**Tasks to carry out**
(a) What does the Knative article say Knative is based on?
(b) Please write the next part of the Knative article, starting after its final sentence.
[START Quoted text]
Decipher the Knative's Open-Source Serverless Framework: Traffic Perspective

By Yuanyi

Knative is an open-source serverless application orchestration framework based on Kubernetes. Its goal is to establish cloud-native and cross-platform serverless application orchestration standards. The main features of Knative include request-based auto scaling, scale-in to 0, multi-version management, traffic-based canary release, function deployment, and event-driven architecture.

For web applications, traffic metrics such as parallelism, QPS, and RT can be used to measure the current web service quality. Knative provides request-driven serverless capabilities, including multi-version traffic management, traffic access, traffic-based elasticity, and monitoring. This article deciphers the capabilities of Knative from the perspective of traffic.

Traffic Management

How to Implement a Blue-green Deployment

Let's take a look at how to implement a traffic-based blue-green deployment in Kubernetes.
[END Quoted text]
[START Information provided]
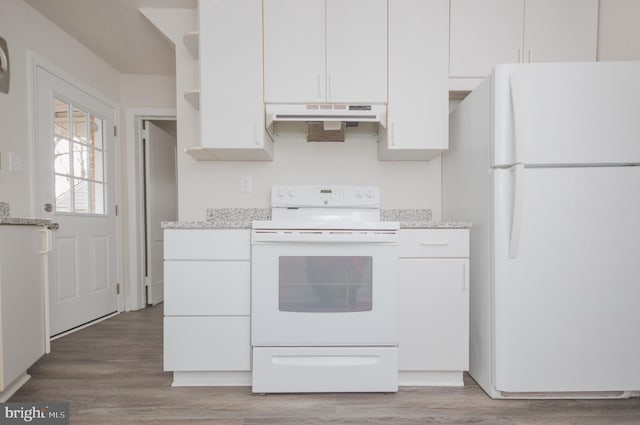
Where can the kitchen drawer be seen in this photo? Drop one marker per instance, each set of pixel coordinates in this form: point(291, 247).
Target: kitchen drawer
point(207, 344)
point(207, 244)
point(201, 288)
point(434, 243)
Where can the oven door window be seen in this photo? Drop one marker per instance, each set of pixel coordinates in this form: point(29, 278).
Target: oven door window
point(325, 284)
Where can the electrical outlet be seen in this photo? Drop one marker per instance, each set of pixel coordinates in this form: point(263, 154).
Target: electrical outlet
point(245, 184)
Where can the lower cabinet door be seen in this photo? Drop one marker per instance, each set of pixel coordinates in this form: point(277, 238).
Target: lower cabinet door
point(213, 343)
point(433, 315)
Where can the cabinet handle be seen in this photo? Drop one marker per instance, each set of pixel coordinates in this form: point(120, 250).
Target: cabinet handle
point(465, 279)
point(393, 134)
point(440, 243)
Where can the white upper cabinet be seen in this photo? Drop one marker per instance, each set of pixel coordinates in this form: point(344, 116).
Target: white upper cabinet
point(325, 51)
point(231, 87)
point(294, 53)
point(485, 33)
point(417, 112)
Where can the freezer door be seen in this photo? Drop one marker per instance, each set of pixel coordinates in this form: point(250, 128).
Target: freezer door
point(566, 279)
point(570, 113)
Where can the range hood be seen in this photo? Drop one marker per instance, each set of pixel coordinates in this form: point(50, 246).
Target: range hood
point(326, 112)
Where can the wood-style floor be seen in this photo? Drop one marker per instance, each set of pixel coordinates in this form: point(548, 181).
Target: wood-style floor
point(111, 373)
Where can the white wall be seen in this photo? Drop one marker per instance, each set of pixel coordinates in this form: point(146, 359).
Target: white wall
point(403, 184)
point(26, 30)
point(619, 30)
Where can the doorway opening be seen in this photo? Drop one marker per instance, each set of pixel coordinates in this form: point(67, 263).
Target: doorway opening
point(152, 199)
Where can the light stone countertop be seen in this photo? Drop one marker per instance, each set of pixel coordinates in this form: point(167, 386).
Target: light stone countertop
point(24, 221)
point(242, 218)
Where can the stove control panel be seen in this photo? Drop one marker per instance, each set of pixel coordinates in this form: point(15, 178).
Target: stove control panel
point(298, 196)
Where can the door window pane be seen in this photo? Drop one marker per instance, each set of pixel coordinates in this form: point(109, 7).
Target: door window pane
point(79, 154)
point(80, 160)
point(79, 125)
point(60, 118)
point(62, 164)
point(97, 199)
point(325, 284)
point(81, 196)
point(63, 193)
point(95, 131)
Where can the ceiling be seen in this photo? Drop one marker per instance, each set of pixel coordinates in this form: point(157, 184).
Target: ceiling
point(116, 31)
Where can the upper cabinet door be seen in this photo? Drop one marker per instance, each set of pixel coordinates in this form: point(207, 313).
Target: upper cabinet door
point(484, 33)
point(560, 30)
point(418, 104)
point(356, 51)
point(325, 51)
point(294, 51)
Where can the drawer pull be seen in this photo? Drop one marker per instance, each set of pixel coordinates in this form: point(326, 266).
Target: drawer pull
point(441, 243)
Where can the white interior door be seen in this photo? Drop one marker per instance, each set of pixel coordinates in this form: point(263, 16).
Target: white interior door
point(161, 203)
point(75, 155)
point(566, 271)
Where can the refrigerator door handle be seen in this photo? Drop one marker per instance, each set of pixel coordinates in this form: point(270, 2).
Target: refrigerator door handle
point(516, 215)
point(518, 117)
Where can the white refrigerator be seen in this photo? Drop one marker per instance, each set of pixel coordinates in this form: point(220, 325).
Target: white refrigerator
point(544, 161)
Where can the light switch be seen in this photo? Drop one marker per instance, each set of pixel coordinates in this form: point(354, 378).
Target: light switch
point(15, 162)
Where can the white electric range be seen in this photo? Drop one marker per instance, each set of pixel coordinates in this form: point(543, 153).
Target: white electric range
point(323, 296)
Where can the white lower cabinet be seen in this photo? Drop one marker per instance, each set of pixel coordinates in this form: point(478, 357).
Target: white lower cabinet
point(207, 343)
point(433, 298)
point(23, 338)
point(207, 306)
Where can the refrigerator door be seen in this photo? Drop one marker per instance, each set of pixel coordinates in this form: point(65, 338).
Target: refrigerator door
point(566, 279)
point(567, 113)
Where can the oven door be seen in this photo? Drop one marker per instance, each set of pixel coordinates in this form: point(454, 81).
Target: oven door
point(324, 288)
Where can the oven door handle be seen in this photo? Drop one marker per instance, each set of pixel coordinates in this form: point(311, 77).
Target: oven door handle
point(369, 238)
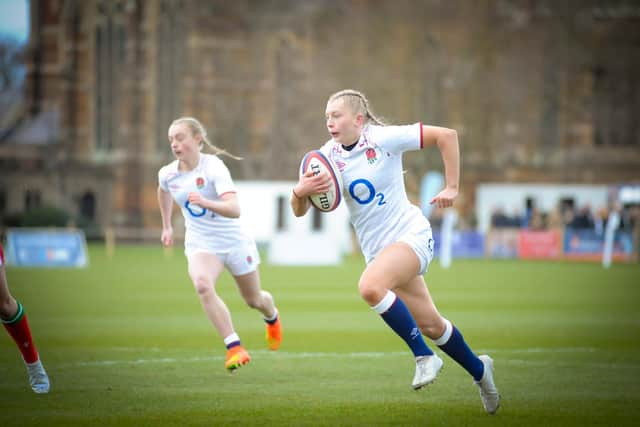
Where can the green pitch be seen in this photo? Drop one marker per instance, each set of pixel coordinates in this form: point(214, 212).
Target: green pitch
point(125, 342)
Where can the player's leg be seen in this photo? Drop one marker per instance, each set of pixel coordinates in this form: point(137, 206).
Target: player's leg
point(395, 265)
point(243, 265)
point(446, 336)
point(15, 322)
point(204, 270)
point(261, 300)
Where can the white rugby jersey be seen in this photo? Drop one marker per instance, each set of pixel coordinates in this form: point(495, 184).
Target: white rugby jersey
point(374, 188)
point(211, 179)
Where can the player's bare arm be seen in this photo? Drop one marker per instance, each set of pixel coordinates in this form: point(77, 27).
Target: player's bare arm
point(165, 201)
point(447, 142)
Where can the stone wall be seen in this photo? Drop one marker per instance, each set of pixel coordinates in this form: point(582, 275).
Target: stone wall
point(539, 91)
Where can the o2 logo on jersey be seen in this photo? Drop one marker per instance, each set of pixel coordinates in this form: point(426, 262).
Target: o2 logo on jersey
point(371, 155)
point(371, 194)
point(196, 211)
[END Information provided]
**Solved problems**
(a) Kubernetes.

(b)
First, you need to create the corresponding Kubernetes Service and Deployment. If you want elasticity, you also need to configure HPA. Then, when doing traffic canary release, you need to create a new version. Using the example in the figure above, the original version is v1, and to achieve the canary release, a new version, v2, needs to be created. To create v2, you must create the corresponding Service, Deployment, and HPA. After creation, you can adjust the traffic distribution ratio through Ingress to achieve canary release. Clearly, implementing traffic-based blue-green deployment in Kubernetes requires managing multiple resources, and as versions iterate, management will become more complex.

In contrast, achieving traffic-based canary release in Knative only requires targeting a resource object of the Knative Service and adjusting the traffic ratio.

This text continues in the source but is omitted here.